| QUOTED PASSAGE |
US Light Vehicle Sales– Released 10/27/2023 –U.S. light vehicle sales were at a seasonally adjusted annual rate (SAAR) of 15.732 million units in September.
Personal Income– Released 10/27/2023 – Personal income increased $77.8 billion (0.3 percent at a monthly rate) in September. Disposable personal income (DPI) increased $56.1 billion (0.3 percent). Personal consumption expenditures (PCE) increased $138.7 billion (0.7 percent).
Third Estimate of 2nd Quarter 2023 GDP– Released 10/26/2023 – Real gross domestic product (GDP) increased at an annual rate of 4.9 percent in the third quarter of 2023, according to the “advance” estimate released by the Bureau of Economic Analysis. In the second quarter, real GDP increased 2.1 percent. The GDP advance estimate is based on source data that are incomplete or subject to further revision. The increase in real GDP reflected increases in consumer spending, private inventory investment, exports, state and local government spending, federal government spending, and residential fixed investment that were partly offset by a decrease in nonresidential fixed investment. Imports, which are a subtraction in the calculation of GDP, increased.
Durable Goods– Released 10/26/2023 – New orders for manufactured durable goods in September, up following two months of declines, increased $13.2 billion or 4.7 percent to $297.2 billion, the U.S. Census Bureau announced today. This followed a 0.1 percent August decrease. Excluding defense, new orders increased 5.8 percent. Transportation Equipment led the increase, $12.3 billion or 12.7 percent to $109.2 billion.
New Residential Sales – Released 10/25/2023 – Sales of new single‐family houses in September 2023 were at a seasonally adjusted annual rate of 759,000, according to estimates released jointly by the U.S. Census Bureau and the Department of Housing and Urban Development. This is 12.3 percent above the revised August rate of 676,000 and is 33.9 percent above the September 2022 estimate of 567,000. The median sales price of new houses sold in September 2023 was $418,800. The average sales price was $503,900. At the end of September, the seasonally adjusted estimate of new homes for sale was 435,000, a supply of 6.9 months at the current sales rate.
Existing Home Sales – Released 10/19/2023 – September 2023 brought 3.96 million in sales, a decrease of 2.0% from August. The median sales price was $394,300. The current unsold housing inventory was 3.4 months of inventory.

| RECORDS SHOWN |
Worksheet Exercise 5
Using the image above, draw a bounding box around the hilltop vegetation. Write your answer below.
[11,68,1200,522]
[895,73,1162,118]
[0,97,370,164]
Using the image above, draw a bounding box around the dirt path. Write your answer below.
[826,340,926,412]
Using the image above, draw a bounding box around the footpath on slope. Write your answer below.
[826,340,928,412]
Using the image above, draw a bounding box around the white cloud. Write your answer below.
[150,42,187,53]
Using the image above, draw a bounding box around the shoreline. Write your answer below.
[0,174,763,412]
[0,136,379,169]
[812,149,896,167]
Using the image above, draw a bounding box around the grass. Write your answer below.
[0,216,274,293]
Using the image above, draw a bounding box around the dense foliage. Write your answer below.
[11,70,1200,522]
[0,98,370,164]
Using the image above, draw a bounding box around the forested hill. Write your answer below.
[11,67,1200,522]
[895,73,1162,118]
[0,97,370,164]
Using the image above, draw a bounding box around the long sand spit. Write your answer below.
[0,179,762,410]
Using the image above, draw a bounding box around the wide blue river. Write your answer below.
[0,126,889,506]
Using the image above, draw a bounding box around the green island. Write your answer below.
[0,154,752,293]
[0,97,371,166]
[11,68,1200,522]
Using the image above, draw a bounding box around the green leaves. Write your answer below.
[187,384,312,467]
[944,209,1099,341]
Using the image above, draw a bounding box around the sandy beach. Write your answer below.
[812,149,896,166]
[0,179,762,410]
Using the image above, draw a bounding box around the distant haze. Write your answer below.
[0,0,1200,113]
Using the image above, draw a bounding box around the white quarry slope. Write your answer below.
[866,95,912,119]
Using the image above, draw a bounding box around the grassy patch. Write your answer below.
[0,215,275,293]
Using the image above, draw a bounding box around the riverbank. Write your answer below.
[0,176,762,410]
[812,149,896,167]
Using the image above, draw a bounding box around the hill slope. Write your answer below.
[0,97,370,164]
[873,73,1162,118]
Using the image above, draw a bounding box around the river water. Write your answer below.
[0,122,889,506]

| REQUIRED ACTIONS |
1 > Rewrite the paragraph of the economic indicators text that begins "New Residential Sales" as a bulleted list, keeping its main facts.
2 > Put part of the records into a Markdown table with the columns Row and Line. Begin at the line of the records that contains "Using the image above, draw a bounding box around the footpath" and stop after the line that contains "[0,216,274,293]".

| SOLUTIONS BY TASK |
1 >
- Released 10/25/2023 jointly by the U.S. Census Bureau and the Department of Housing and Urban Development.
- New single-family house sales in September 2023 ran at a seasonally adjusted annual rate of 759,000.
- That was 12.3 percent above the revised August rate of 676,000 and 33.9 percent above the September 2022 estimate of 567,000.
- The median sales price was $418,800, and the average sales price was $503,900.
- At the end of September, 435,000 new homes were for sale (seasonally adjusted), a 6.9-month supply at the current sales rate.

2 >
| Row | Line |
|---|---|
| 1 | Using the image above, draw a bounding box around the footpath on slope. Write your answer below. |
| 2 | [826,340,928,412] |
| 3 | Using the image above, draw a bounding box around the white cloud. Write your answer below. |
| 4 | [150,42,187,53] |
| 5 | Using the image above, draw a bounding box around the shoreline. Write your answer below. |
| 6 | [0,174,763,412] |
| 7 | [0,136,379,169] |
| 8 | [812,149,896,167] |
| 9 | Using the image above, draw a bounding box around the grass. Write your answer below. |
| 10 | [0,216,274,293] |